--- GESTELLTE AUFGABE 1 ---
Sammle aus den Zeilen weiter unten jede, in der das Wort „chair“ vorkommt, und schreib sie unverändert ab. Groß- und Kleinschreibung zählt dabei.

--- ANGEZEIGTER TEXT ---
....................

# Pumpenkammer wie tief?



## Jürgen-V (13. Dez. 2007)

hallo
ich habe mal eine frage.
ich will im sommer meinen teich vergrößern und mir eine pumpenkammer bauen.es werden 2 bodenabläufe und der skimmer dort angeschlossen.
jetzt meine frage:
wieviel cm unter dem wasserspiegel vom teich sollte ich ich sie einbauen? 
im voraus danke

gruß jürgen


----------



## Flash (13. Dez. 2007)

*AW: Pumpenkammer wie tief?*

nicht tiefer als der Wasserspiegel im Teich! sonst läuft die Kammer ja über....

Mit Kammer meinst du einen Kasten;Fass oder so was?
Dann muß die Oberkante von dem kasten über dem Wasserspiegel des Teiches liegen.

....................

Gespeicherte Dateneinträge:
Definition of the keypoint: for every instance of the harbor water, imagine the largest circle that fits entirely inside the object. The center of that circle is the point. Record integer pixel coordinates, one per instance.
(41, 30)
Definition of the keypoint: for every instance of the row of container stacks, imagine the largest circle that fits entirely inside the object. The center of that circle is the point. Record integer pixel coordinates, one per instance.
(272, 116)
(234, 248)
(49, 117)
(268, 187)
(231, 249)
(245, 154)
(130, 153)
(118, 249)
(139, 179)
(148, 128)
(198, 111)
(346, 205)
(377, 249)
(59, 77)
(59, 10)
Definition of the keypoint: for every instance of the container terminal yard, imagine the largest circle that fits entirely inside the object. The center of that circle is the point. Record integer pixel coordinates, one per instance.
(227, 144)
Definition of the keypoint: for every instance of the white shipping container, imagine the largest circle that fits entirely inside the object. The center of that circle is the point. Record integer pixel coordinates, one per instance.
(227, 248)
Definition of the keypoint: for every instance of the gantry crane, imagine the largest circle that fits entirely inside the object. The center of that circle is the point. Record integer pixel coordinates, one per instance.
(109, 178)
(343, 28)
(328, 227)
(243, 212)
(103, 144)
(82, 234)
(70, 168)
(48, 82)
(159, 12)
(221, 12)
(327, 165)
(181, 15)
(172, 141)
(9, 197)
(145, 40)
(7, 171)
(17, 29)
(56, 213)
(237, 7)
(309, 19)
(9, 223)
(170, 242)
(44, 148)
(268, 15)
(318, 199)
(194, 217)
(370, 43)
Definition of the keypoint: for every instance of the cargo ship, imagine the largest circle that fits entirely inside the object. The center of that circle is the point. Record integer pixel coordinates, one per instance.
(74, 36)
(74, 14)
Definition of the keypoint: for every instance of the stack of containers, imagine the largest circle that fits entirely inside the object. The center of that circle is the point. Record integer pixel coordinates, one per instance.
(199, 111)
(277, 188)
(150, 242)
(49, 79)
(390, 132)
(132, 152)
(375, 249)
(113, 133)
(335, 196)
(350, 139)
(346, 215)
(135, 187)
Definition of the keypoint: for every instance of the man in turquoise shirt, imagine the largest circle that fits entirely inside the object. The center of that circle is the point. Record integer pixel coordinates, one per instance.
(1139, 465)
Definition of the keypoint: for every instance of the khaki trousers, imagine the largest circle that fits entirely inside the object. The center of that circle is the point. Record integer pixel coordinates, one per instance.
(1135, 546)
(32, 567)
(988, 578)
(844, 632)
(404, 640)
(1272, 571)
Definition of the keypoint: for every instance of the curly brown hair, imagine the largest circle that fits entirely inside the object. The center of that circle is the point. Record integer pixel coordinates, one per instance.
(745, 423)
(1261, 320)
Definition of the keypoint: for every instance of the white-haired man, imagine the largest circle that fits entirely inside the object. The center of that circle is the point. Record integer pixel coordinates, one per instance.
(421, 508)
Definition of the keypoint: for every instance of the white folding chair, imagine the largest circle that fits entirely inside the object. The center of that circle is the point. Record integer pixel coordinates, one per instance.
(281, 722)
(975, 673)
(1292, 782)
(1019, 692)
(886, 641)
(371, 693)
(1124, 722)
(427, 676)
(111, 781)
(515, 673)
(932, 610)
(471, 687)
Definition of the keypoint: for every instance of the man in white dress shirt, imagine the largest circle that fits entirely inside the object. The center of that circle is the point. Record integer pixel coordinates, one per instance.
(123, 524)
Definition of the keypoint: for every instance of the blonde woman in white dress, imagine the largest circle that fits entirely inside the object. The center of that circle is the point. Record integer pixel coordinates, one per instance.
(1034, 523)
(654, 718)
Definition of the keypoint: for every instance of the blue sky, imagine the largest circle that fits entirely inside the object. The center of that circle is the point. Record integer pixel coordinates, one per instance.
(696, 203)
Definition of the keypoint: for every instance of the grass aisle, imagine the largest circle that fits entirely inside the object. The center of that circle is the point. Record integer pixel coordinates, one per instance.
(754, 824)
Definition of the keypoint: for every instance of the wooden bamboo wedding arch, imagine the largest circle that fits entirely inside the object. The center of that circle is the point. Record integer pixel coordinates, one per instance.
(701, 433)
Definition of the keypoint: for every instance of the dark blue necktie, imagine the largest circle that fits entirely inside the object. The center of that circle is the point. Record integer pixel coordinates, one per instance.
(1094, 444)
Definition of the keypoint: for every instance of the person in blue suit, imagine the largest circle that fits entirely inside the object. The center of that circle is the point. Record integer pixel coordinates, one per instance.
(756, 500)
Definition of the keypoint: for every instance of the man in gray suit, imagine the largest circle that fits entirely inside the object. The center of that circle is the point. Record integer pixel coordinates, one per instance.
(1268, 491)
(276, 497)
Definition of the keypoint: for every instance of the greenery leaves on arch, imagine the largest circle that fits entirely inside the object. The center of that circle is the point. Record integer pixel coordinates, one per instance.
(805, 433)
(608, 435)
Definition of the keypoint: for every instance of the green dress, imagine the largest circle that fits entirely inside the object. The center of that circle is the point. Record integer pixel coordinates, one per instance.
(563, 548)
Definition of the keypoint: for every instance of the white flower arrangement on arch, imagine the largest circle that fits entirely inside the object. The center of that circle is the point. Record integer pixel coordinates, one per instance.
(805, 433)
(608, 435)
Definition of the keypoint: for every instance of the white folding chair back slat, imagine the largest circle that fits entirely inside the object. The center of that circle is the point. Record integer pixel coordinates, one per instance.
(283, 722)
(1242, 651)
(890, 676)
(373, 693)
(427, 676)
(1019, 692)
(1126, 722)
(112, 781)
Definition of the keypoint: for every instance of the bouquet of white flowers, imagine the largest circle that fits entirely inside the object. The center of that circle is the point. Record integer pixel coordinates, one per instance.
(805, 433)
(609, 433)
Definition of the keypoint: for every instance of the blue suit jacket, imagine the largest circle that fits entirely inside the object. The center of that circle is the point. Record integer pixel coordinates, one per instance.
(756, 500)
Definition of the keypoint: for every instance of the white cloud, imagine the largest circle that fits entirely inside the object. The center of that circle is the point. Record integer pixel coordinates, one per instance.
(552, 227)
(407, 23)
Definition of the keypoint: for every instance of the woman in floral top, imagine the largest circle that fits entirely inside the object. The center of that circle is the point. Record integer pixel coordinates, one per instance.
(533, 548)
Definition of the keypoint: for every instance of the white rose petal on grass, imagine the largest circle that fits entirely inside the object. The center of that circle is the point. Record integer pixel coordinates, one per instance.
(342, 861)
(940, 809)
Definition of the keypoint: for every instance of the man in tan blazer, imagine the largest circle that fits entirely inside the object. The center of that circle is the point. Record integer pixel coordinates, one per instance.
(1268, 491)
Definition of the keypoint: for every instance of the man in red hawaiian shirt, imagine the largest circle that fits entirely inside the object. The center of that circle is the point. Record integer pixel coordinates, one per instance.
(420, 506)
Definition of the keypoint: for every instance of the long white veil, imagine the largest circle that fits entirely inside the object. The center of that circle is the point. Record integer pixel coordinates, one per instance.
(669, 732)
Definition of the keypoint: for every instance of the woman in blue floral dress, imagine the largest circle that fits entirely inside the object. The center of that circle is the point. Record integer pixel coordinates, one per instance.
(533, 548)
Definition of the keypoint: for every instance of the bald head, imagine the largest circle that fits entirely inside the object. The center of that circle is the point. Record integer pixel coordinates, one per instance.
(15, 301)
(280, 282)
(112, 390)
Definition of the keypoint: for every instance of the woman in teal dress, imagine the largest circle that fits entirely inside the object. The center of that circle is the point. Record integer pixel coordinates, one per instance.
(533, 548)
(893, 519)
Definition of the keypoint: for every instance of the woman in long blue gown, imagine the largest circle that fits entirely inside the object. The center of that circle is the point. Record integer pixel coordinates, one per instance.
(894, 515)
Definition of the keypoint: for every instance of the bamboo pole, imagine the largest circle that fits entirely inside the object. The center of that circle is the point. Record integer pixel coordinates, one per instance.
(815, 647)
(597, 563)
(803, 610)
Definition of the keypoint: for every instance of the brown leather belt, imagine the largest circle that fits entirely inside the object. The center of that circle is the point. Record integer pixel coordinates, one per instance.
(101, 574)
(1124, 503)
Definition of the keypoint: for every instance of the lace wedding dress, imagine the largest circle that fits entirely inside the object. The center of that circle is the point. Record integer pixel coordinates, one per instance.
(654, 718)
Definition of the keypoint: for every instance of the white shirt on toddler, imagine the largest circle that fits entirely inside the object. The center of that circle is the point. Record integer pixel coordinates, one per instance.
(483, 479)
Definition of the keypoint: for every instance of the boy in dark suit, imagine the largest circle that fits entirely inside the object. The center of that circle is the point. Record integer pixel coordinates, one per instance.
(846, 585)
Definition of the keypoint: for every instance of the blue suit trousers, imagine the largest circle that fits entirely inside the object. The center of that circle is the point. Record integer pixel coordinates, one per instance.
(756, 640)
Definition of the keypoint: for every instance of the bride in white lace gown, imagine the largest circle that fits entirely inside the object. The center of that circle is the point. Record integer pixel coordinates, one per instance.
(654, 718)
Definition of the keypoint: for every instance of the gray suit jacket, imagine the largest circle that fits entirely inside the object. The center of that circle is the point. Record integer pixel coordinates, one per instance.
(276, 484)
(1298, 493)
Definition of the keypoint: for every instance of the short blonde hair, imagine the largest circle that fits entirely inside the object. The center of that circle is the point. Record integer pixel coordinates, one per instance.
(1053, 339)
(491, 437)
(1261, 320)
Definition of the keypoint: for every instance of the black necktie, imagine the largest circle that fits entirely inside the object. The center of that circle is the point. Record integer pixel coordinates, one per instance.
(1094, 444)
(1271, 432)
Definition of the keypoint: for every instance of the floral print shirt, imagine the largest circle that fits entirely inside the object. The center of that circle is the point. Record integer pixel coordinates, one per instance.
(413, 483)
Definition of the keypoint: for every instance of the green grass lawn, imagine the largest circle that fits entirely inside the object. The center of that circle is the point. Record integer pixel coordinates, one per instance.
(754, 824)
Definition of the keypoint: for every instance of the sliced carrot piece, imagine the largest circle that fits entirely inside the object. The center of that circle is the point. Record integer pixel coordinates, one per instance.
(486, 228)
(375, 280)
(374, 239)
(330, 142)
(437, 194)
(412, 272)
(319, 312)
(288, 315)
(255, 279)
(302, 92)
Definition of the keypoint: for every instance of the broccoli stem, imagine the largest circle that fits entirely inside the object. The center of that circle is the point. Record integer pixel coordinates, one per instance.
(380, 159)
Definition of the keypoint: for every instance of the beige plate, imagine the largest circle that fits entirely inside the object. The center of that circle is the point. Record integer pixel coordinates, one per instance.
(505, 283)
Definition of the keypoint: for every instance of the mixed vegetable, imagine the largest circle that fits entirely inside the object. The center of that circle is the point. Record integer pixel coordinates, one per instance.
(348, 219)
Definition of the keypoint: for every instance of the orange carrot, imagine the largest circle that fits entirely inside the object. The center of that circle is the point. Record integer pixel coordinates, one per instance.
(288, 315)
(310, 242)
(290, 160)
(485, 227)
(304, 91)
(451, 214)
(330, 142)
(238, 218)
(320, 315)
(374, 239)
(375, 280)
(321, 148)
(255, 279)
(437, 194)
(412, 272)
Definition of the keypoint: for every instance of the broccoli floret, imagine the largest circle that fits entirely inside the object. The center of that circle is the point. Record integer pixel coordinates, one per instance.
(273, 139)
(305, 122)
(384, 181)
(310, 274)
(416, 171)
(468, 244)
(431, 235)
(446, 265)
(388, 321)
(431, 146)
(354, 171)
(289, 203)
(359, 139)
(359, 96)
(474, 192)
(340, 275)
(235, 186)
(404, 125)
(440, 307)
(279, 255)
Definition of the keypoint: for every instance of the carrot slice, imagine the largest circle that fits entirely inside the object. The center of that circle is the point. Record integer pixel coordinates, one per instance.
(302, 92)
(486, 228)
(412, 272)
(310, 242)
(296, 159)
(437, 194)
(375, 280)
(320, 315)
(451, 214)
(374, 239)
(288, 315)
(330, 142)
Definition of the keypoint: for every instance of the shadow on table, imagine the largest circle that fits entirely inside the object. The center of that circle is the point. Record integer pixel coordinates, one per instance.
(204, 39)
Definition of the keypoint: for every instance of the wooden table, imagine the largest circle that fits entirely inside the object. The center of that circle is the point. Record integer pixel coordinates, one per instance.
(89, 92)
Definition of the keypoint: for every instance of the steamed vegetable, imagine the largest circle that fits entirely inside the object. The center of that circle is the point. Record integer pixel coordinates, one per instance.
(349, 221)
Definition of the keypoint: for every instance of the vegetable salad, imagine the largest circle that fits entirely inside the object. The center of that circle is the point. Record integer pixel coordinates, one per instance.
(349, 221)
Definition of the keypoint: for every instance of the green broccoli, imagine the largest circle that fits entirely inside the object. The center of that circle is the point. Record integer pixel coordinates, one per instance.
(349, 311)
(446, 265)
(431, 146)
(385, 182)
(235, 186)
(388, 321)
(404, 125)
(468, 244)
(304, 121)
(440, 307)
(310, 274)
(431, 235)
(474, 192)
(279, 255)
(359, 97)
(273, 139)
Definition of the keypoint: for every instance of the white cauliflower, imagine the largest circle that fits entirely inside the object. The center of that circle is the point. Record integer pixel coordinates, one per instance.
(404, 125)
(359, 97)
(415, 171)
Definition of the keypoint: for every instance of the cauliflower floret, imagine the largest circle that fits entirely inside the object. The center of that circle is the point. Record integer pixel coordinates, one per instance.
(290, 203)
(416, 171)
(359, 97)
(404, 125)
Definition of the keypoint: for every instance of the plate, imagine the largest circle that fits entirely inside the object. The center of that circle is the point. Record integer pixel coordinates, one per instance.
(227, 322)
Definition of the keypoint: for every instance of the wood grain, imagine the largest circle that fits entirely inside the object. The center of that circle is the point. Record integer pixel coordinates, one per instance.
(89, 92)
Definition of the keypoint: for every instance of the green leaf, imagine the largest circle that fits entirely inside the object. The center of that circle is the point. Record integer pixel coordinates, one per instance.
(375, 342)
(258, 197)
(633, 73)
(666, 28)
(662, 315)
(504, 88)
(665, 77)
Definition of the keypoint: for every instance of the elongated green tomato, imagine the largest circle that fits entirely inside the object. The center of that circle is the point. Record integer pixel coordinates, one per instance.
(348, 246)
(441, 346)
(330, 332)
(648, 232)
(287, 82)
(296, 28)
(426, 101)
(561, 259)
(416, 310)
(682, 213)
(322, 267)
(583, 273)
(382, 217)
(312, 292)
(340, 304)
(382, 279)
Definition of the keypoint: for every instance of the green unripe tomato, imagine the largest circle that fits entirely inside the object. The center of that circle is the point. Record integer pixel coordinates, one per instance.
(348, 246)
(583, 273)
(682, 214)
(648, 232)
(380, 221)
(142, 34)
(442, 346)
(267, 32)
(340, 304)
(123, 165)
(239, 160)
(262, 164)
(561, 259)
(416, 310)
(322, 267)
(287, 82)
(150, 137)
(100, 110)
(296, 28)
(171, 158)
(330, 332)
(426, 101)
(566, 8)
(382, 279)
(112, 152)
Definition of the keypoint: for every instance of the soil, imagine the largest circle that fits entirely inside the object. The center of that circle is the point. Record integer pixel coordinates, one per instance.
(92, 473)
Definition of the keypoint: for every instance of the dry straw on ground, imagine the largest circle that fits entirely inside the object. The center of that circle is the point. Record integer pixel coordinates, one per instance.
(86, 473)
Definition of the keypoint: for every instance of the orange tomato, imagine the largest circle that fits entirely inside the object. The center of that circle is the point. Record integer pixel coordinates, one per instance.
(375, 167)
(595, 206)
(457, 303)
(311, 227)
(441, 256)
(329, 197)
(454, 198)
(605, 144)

....................

--- GESTELLTE AUFGABE 2 ---
Ändere in der Forumsdiskussion zur Pumpenkammer oben den Abschnitt von „nicht tiefer als“ bis einschließlich „des Teiches liegen.“, indem du „Wasserspiegel“ durch „Wasserstand“ ersetzt, und gib den Abschnitt wieder.

--- RICHTIGE ANTWORT 1 ---
Definition of the keypoint: for every instance of the white folding chair, imagine the largest circle that fits entirely inside the object. The center of that circle is the point. Record integer pixel coordinates, one per instance.
Definition of the keypoint: for every instance of the white folding chair back slat, imagine the largest circle that fits entirely inside the object. The center of that circle is the point. Record integer pixel coordinates, one per instance.

--- RICHTIGE ANTWORT 2 ---
nicht tiefer als der Wasserstand im Teich! sonst läuft die Kammer ja über....

Mit Kammer meinst du einen Kasten;Fass oder so was?
Dann muß die Oberkante von dem kasten über dem Wasserstand des Teiches liegen.